** Start Provided passage **

Item 1.01. Entry into a Material Definitive Agreement.
In connection with the consummation of the Merger, on October 23, 2023, each of the Company, SciPlay Parent Company, LLC, a Nevada limited liability company (“SciPlay Parent LLC”), and LNW Social Holding Company I, LLC, a Nevada limited liability company (“LNW Social Holding”), delivered a Waiver (collectively, the “Waivers”) to the other parties to, and in respect of, that certain Tax Receivable Agreement (the “TRA”), dated as of May 7, 2019, by and among the Company, SciPlay Parent LLC and LNW Social Holding, pursuant to which each such party waived, effective immediately prior to the Effective Time, all of its rights and entitlements under, and the effects of, Section 4.1(b) of the TRA resulting from the consummation of the Merger and the other actions taken by the parties to the Merger Agreement in connection therewith. As a result of the Waivers, the Company’s payment obligations under the TRA were not accelerated in connection with the consummation of the Merger.
Copies of the Waivers are attached as Exhibits 10.1, 10.2 and 10.3 to this Current Report on Form 8-K and are incorporated by reference into this Item 1.01.
Item 1.02. Termination of a Material Definitive Agreement.

** End Provided passage **

• _Short exercise 1_: Express the listing from the line containing "like [309, 339]." through the last line of the listing, inclusive, as a JSON list of strings with one string per line and blank lines omitted.
The filing excerpt above and the listing come from unrelated sources.

** Start Rows **

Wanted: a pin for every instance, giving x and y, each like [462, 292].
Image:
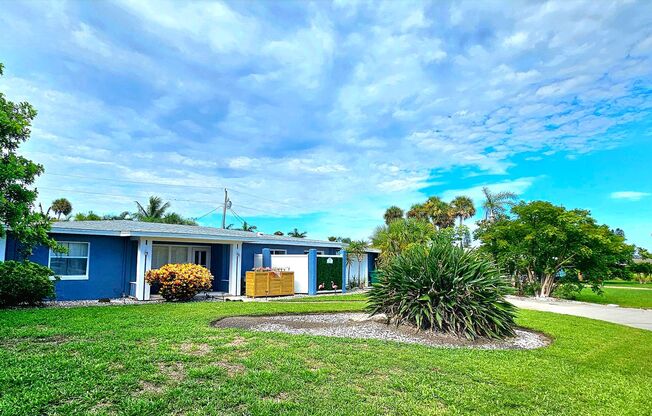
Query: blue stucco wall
[220, 267]
[109, 266]
[249, 249]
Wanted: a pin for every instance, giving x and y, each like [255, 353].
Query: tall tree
[297, 234]
[418, 212]
[543, 242]
[393, 213]
[439, 212]
[155, 209]
[61, 206]
[248, 227]
[17, 175]
[462, 208]
[356, 251]
[396, 237]
[90, 216]
[497, 204]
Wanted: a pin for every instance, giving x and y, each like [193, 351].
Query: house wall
[219, 262]
[249, 249]
[110, 266]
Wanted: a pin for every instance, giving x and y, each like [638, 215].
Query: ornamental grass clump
[444, 288]
[180, 281]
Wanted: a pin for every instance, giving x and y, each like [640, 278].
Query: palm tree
[439, 212]
[496, 204]
[124, 215]
[356, 250]
[155, 209]
[248, 227]
[91, 216]
[463, 208]
[418, 212]
[298, 234]
[393, 213]
[61, 206]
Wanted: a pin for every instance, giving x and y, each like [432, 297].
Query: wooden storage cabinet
[260, 284]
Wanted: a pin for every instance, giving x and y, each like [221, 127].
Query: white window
[72, 265]
[163, 254]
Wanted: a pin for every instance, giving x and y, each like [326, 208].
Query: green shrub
[568, 290]
[24, 283]
[444, 288]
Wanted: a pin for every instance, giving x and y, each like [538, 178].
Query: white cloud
[629, 195]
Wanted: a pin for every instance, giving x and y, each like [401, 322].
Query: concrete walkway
[637, 318]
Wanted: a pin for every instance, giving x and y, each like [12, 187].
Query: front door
[201, 256]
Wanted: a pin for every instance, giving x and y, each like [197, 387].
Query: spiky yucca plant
[444, 288]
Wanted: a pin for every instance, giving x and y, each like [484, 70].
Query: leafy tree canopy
[17, 175]
[297, 234]
[393, 213]
[544, 242]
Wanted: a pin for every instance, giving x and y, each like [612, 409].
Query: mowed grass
[629, 298]
[166, 359]
[628, 283]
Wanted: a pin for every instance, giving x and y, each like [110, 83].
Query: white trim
[87, 257]
[235, 267]
[143, 265]
[190, 258]
[3, 247]
[226, 239]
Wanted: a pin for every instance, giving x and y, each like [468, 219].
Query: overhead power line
[178, 185]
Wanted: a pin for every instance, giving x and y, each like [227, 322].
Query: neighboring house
[109, 259]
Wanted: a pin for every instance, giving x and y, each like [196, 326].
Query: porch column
[344, 277]
[143, 264]
[312, 271]
[3, 247]
[267, 258]
[235, 269]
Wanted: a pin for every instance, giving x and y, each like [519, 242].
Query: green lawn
[628, 283]
[166, 359]
[630, 298]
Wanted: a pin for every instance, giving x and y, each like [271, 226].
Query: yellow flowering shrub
[180, 281]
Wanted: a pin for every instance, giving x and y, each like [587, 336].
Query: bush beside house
[25, 283]
[180, 281]
[444, 288]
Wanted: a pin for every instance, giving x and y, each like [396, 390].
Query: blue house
[109, 259]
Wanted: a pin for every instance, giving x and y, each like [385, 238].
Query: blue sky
[319, 115]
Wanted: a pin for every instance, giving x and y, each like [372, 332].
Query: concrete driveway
[637, 318]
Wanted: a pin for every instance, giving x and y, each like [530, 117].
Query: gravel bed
[360, 325]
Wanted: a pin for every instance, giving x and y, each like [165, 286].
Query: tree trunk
[547, 284]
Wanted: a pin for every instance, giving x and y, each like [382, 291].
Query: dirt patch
[151, 388]
[195, 349]
[174, 371]
[34, 341]
[237, 342]
[232, 369]
[360, 325]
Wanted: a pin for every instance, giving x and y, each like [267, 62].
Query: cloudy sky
[320, 115]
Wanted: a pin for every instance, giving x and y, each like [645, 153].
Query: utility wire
[167, 184]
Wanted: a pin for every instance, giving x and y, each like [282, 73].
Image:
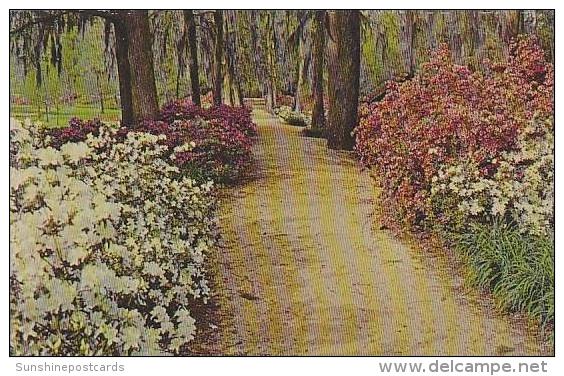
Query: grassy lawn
[61, 117]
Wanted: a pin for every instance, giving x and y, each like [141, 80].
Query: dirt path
[304, 269]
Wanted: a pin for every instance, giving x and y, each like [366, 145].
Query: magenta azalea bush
[222, 137]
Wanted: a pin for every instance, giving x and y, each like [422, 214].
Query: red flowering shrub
[284, 100]
[447, 114]
[222, 152]
[76, 131]
[184, 109]
[222, 136]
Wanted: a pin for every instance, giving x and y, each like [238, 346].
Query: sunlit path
[305, 269]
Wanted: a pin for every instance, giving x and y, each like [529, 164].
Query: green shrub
[107, 246]
[518, 268]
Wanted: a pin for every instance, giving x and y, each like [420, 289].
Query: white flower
[74, 152]
[48, 157]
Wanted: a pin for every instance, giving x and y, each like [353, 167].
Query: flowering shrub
[448, 114]
[221, 151]
[76, 131]
[285, 100]
[292, 117]
[222, 137]
[521, 190]
[469, 156]
[108, 243]
[237, 117]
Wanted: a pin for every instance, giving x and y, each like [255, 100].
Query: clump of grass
[517, 268]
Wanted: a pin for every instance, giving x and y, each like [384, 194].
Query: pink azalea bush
[469, 156]
[222, 137]
[447, 114]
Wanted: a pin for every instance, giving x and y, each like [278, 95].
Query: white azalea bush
[503, 221]
[108, 244]
[521, 190]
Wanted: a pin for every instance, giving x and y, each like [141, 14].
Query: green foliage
[100, 264]
[292, 117]
[517, 268]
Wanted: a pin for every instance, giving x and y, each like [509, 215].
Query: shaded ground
[305, 270]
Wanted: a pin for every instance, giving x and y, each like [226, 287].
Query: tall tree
[133, 50]
[190, 22]
[344, 77]
[140, 55]
[218, 57]
[318, 116]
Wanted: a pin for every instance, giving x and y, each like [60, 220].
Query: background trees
[156, 56]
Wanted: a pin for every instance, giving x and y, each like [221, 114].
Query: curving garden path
[305, 270]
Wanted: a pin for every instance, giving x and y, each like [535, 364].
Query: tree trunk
[193, 45]
[124, 73]
[218, 81]
[318, 116]
[344, 78]
[140, 55]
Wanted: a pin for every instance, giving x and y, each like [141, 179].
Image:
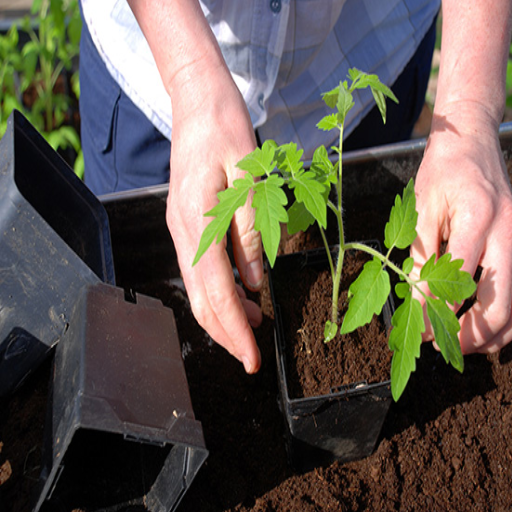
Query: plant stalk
[339, 215]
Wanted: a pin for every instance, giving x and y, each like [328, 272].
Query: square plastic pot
[121, 432]
[343, 425]
[55, 239]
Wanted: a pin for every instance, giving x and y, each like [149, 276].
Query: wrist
[466, 117]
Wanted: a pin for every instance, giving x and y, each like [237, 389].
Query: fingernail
[254, 274]
[247, 364]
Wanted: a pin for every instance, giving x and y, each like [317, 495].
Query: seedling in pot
[282, 165]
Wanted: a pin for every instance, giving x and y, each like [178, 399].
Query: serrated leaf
[408, 265]
[400, 230]
[405, 342]
[446, 280]
[330, 331]
[288, 158]
[328, 123]
[259, 162]
[322, 166]
[312, 193]
[299, 218]
[369, 293]
[446, 327]
[344, 104]
[269, 200]
[401, 290]
[229, 201]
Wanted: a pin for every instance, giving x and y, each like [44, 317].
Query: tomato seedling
[272, 167]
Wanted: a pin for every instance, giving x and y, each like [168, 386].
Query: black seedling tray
[121, 432]
[54, 239]
[343, 425]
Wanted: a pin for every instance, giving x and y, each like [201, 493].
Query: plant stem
[326, 245]
[387, 262]
[339, 215]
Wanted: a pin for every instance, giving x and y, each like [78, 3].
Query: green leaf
[408, 265]
[269, 200]
[446, 280]
[229, 201]
[322, 166]
[445, 326]
[330, 331]
[344, 104]
[331, 97]
[379, 90]
[261, 161]
[402, 289]
[405, 342]
[328, 123]
[400, 230]
[312, 193]
[288, 158]
[369, 293]
[299, 218]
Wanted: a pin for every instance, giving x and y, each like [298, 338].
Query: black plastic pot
[343, 425]
[54, 238]
[121, 432]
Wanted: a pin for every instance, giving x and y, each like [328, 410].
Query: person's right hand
[211, 134]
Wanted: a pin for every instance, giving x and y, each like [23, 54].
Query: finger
[487, 323]
[219, 310]
[426, 243]
[252, 310]
[247, 247]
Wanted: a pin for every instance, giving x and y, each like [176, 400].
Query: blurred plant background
[39, 74]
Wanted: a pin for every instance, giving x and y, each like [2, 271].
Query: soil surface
[313, 367]
[445, 446]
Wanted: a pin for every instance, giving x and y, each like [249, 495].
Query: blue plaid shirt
[282, 54]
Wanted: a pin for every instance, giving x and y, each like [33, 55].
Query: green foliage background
[36, 51]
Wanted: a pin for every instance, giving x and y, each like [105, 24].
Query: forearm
[185, 50]
[474, 50]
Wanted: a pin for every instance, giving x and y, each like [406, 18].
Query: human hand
[209, 137]
[464, 198]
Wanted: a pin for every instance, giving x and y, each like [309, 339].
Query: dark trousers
[123, 150]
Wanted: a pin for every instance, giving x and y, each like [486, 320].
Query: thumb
[247, 247]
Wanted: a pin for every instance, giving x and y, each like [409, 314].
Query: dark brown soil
[445, 446]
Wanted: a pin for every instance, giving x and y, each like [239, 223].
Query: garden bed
[445, 445]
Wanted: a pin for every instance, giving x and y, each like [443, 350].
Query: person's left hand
[464, 198]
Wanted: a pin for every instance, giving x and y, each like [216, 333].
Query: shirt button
[275, 6]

** End Rows **

• _Short exercise 2_: Write out the filing excerpt between "Copies of the" and "this Item 1.01.", inclusive.

• _Right answer 1_:
[
  "Wanted: a pin for every instance, giving x and y, each like [309, 339].",
  "Query: dark trousers",
  "[123, 150]",
  "Wanted: a pin for every instance, giving x and y, each like [486, 320].",
  "Query: thumb",
  "[247, 247]",
  "Wanted: a pin for every instance, giving x and y, each like [409, 314].",
  "Query: dark brown soil",
  "[445, 446]",
  "Wanted: a pin for every instance, giving x and y, each like [239, 223].",
  "Query: garden bed",
  "[445, 445]",
  "Wanted: a pin for every instance, giving x and y, each like [443, 350].",
  "Query: person's left hand",
  "[464, 198]",
  "Wanted: a pin for every instance, giving x and y, each like [216, 333].",
  "Query: shirt button",
  "[275, 6]"
]

• _Right answer 2_:
Copies of the Waivers are attached as Exhibits 10.1, 10.2 and 10.3 to this Current Report on Form 8-K and are incorporated by reference into this Item 1.01.